• _EXERCISE REQUIREMENTS_: Write the lines below as a JSON list of strings, one string per line, omitting the blank lines.
------ PROVIDED DATA
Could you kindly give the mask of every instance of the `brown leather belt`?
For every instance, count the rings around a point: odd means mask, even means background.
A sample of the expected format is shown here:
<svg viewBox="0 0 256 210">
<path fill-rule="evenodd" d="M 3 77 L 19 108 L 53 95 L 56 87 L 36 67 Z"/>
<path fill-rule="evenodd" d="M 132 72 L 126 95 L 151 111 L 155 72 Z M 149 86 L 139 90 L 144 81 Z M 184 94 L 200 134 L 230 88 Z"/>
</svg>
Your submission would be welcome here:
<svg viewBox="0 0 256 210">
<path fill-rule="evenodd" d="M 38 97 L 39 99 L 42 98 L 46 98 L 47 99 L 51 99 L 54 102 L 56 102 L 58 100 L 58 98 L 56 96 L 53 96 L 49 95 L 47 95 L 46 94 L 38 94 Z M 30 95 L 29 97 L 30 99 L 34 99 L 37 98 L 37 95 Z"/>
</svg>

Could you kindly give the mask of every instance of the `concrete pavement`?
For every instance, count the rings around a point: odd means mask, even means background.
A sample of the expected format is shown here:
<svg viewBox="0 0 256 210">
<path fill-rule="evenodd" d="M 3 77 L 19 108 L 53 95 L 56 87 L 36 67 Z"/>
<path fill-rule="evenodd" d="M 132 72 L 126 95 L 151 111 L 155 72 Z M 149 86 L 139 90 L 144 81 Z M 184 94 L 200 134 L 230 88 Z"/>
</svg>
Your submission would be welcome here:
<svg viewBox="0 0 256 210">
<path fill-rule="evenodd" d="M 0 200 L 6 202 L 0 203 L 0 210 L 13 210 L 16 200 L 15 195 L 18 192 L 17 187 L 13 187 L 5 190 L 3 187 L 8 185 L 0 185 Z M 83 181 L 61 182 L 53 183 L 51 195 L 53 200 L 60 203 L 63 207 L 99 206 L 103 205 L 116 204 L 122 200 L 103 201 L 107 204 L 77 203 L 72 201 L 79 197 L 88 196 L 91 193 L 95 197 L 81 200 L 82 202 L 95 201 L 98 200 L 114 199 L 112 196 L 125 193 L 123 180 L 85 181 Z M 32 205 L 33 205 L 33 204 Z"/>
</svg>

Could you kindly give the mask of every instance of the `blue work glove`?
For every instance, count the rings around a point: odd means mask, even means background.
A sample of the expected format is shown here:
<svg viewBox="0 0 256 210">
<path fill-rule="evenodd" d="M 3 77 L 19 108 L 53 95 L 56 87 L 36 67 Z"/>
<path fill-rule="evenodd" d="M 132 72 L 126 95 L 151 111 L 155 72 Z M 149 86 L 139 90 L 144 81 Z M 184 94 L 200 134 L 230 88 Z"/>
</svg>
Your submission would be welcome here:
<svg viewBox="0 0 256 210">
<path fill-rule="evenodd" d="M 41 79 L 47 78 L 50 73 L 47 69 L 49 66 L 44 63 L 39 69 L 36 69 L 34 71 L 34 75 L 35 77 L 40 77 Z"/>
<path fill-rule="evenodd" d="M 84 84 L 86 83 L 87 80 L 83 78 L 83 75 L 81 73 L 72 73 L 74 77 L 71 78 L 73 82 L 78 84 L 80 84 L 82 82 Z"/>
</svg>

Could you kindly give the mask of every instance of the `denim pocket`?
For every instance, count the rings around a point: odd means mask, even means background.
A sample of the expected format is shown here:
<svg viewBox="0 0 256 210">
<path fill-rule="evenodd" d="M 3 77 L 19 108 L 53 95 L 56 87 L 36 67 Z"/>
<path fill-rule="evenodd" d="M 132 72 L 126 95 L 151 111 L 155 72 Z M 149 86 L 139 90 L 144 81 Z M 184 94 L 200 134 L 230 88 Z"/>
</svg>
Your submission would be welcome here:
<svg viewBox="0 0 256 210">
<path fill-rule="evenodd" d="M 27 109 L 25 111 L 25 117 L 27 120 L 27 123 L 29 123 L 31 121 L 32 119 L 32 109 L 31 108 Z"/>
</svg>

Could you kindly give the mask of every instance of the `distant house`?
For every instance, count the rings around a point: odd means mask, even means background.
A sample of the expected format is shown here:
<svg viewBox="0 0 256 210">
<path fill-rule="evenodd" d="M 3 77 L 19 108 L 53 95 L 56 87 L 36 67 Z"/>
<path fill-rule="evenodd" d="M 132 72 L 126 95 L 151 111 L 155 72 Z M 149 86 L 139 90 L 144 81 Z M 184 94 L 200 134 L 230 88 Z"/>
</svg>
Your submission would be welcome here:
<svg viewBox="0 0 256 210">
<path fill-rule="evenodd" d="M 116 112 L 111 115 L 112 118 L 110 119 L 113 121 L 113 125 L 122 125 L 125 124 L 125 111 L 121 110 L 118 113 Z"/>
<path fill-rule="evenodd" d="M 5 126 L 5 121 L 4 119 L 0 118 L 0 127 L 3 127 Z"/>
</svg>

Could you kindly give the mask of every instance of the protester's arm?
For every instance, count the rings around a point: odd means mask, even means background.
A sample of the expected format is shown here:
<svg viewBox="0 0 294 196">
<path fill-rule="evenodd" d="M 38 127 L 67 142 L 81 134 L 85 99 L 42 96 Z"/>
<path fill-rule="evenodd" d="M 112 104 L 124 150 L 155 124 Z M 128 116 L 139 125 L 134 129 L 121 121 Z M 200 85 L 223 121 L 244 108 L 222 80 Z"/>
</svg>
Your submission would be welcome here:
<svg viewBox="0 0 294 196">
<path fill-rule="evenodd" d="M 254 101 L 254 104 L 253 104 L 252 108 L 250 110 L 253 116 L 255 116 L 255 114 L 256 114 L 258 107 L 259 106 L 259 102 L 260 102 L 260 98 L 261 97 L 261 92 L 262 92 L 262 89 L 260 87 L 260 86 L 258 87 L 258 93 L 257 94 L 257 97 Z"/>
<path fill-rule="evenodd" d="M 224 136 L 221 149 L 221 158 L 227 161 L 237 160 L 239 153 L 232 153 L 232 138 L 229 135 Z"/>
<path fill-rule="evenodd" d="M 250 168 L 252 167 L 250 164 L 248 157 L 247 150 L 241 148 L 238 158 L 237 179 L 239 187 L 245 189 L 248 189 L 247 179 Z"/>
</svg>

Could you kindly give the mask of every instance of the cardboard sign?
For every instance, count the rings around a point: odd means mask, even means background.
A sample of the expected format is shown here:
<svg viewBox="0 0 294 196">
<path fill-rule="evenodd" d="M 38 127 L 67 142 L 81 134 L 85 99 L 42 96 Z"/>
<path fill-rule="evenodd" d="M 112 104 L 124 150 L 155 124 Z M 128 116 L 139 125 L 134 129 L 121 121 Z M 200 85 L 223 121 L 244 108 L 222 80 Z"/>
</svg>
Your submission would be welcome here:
------------
• _EXERCISE ANSWER_:
[
  "Could you kindly give the mask of every instance of the `brown leather belt`?",
  "For every instance, count the rings around a point: odd means mask, even means background.",
  "A sample of the expected format is shown here:",
  "<svg viewBox=\"0 0 256 210\">",
  "<path fill-rule=\"evenodd\" d=\"M 3 77 L 19 108 L 53 95 L 56 87 L 36 67 Z\"/>",
  "<path fill-rule=\"evenodd\" d=\"M 132 72 L 126 95 L 151 111 L 155 72 Z M 149 86 L 139 90 L 144 81 Z M 184 94 L 200 134 L 230 88 Z\"/>",
  "</svg>",
  "Your submission would be welcome here:",
  "<svg viewBox=\"0 0 256 210\">",
  "<path fill-rule=\"evenodd\" d=\"M 38 97 L 39 99 L 42 98 L 46 98 L 47 99 L 51 99 L 54 102 L 56 102 L 58 100 L 58 98 L 56 96 L 53 96 L 49 95 L 47 95 L 46 94 L 38 94 Z M 30 95 L 29 97 L 30 99 L 34 99 L 37 98 L 37 95 Z\"/>",
  "</svg>",
  "Could you kindly give the mask of every instance of the `concrete pavement`?",
  "For every instance, count the rings around a point: odd means mask, even means background.",
  "A sample of the expected format is shown here:",
  "<svg viewBox=\"0 0 256 210\">",
  "<path fill-rule=\"evenodd\" d=\"M 3 77 L 19 108 L 53 95 L 56 87 L 36 67 Z\"/>",
  "<path fill-rule=\"evenodd\" d=\"M 132 72 L 126 95 L 151 111 L 155 72 Z M 149 86 L 139 90 L 144 81 Z M 184 94 L 200 134 L 230 88 Z\"/>",
  "</svg>",
  "Your submission would be welcome here:",
  "<svg viewBox=\"0 0 256 210\">",
  "<path fill-rule=\"evenodd\" d=\"M 0 200 L 6 202 L 0 203 L 0 210 L 13 210 L 16 200 L 15 195 L 18 192 L 17 187 L 13 187 L 5 190 L 3 187 L 8 185 L 0 185 Z M 83 181 L 61 182 L 53 183 L 51 195 L 53 200 L 60 203 L 63 207 L 99 206 L 103 205 L 116 204 L 122 200 L 103 201 L 107 204 L 77 203 L 72 201 L 79 197 L 88 196 L 91 193 L 95 197 L 81 200 L 82 202 L 95 201 L 98 200 L 114 199 L 112 196 L 125 193 L 123 180 L 85 181 Z M 32 205 L 33 205 L 33 204 Z\"/>",
  "</svg>",
  "Could you kindly give the mask of every instance of the `blue work glove`?",
  "For every instance, count the rings around a point: odd means mask, even means background.",
  "A sample of the expected format is shown here:",
  "<svg viewBox=\"0 0 256 210\">",
  "<path fill-rule=\"evenodd\" d=\"M 3 77 L 19 108 L 53 95 L 56 87 L 36 67 Z\"/>",
  "<path fill-rule=\"evenodd\" d=\"M 132 72 L 126 95 L 151 111 L 155 72 Z M 149 86 L 139 90 L 144 81 Z M 184 94 L 200 134 L 230 88 Z\"/>",
  "</svg>",
  "Your submission would be welcome here:",
  "<svg viewBox=\"0 0 256 210\">",
  "<path fill-rule=\"evenodd\" d=\"M 41 79 L 47 78 L 50 73 L 47 69 L 49 66 L 44 63 L 39 69 L 36 69 L 34 71 L 34 75 L 35 77 L 40 77 Z\"/>",
  "<path fill-rule=\"evenodd\" d=\"M 84 84 L 86 83 L 87 80 L 83 78 L 83 75 L 81 73 L 72 73 L 74 77 L 71 78 L 73 82 L 78 84 L 80 84 L 82 82 Z\"/>",
  "</svg>",
  "Could you kindly give the mask of every instance of the `denim pocket`?",
  "For every instance, count the rings around a point: odd means mask, even means background.",
  "A sample of the expected format is shown here:",
  "<svg viewBox=\"0 0 256 210\">",
  "<path fill-rule=\"evenodd\" d=\"M 3 77 L 19 108 L 53 95 L 56 87 L 36 67 Z\"/>",
  "<path fill-rule=\"evenodd\" d=\"M 132 72 L 126 95 L 151 111 L 155 72 Z M 149 86 L 139 90 L 144 81 Z M 184 94 L 200 134 L 230 88 Z\"/>",
  "</svg>",
  "Your submission would be welcome here:",
  "<svg viewBox=\"0 0 256 210\">",
  "<path fill-rule=\"evenodd\" d=\"M 27 109 L 25 111 L 25 117 L 27 120 L 27 123 L 29 123 L 31 121 L 32 119 L 32 109 L 31 108 Z\"/>",
  "</svg>",
  "Could you kindly give the mask of every instance of the `distant house`?",
  "For every instance, count the rings around a point: odd means mask, even means background.",
  "A sample of the expected format is shown here:",
  "<svg viewBox=\"0 0 256 210\">",
  "<path fill-rule=\"evenodd\" d=\"M 3 77 L 19 108 L 53 95 L 56 87 L 36 67 Z\"/>",
  "<path fill-rule=\"evenodd\" d=\"M 132 72 L 126 95 L 151 111 L 155 72 Z M 149 86 L 139 90 L 144 81 Z M 184 94 L 200 134 L 230 88 Z\"/>",
  "</svg>",
  "Your submission would be welcome here:",
  "<svg viewBox=\"0 0 256 210\">",
  "<path fill-rule=\"evenodd\" d=\"M 116 112 L 111 115 L 112 118 L 110 119 L 113 121 L 113 125 L 122 125 L 125 124 L 125 111 L 121 110 L 118 113 Z\"/>",
  "<path fill-rule=\"evenodd\" d=\"M 5 126 L 5 121 L 4 119 L 0 118 L 0 127 L 3 127 Z\"/>",
  "</svg>",
  "Could you kindly give the mask of every instance of the protester's arm?",
  "For every instance, count the rings around a point: odd means mask, even means background.",
  "A sample of the expected format is shown here:",
  "<svg viewBox=\"0 0 294 196\">",
  "<path fill-rule=\"evenodd\" d=\"M 38 127 L 67 142 L 81 134 L 85 99 L 42 96 Z\"/>",
  "<path fill-rule=\"evenodd\" d=\"M 112 104 L 124 150 L 155 124 Z M 128 116 L 139 125 L 134 129 L 121 121 Z M 200 85 L 223 121 L 244 108 L 222 80 Z\"/>",
  "</svg>",
  "Your submission would be welcome here:",
  "<svg viewBox=\"0 0 294 196\">",
  "<path fill-rule=\"evenodd\" d=\"M 254 101 L 254 104 L 253 104 L 252 108 L 250 110 L 253 116 L 255 116 L 255 114 L 256 114 L 258 107 L 259 106 L 259 102 L 260 102 L 260 98 L 261 97 L 261 92 L 262 92 L 262 89 L 260 87 L 260 86 L 258 87 L 258 93 L 257 94 L 257 97 Z\"/>",
  "<path fill-rule=\"evenodd\" d=\"M 224 136 L 221 149 L 221 158 L 227 161 L 237 160 L 239 153 L 232 153 L 232 138 L 229 135 Z\"/>",
  "<path fill-rule=\"evenodd\" d=\"M 250 168 L 252 167 L 250 164 L 248 157 L 247 150 L 241 148 L 238 158 L 237 179 L 239 187 L 245 189 L 248 189 L 247 179 Z\"/>",
  "</svg>",
  "Could you kindly give the mask of every instance of the cardboard sign?",
  "For every instance, count the rings around a point: odd means mask, even means background.",
  "A sample of the expected format is shown here:",
  "<svg viewBox=\"0 0 294 196\">",
  "<path fill-rule=\"evenodd\" d=\"M 38 127 L 67 142 L 81 134 L 85 99 L 42 96 Z\"/>",
  "<path fill-rule=\"evenodd\" d=\"M 112 104 L 124 150 L 155 124 Z M 128 116 L 139 125 L 134 129 L 121 121 Z M 200 85 L 223 121 L 244 108 L 222 80 Z\"/>",
  "</svg>",
  "Your submission would be welcome here:"
]